▶ **Exercise prompt**: Exact copy, no pictures: return all the data below as written.

(Recorded data)
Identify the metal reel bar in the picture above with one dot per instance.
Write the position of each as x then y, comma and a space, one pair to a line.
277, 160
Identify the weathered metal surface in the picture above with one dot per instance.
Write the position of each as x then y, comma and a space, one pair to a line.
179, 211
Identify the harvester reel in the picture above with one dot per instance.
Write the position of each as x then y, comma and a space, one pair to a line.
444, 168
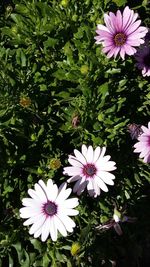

▶ **Task output**:
Identify the metal reel bar in the picture above with one dot per instance.
Write the position of each as x then y, comma and a space, one pair to a line.
277, 160
Identify the weathered metal surface in the picture above with one dot per instance.
Write the position of each as x then y, comma and a space, one pair to a line.
179, 211
Identify the harvester reel in the picture above with one dot per instance.
Write the position of each as x then y, comma and a space, one pair to a line.
444, 168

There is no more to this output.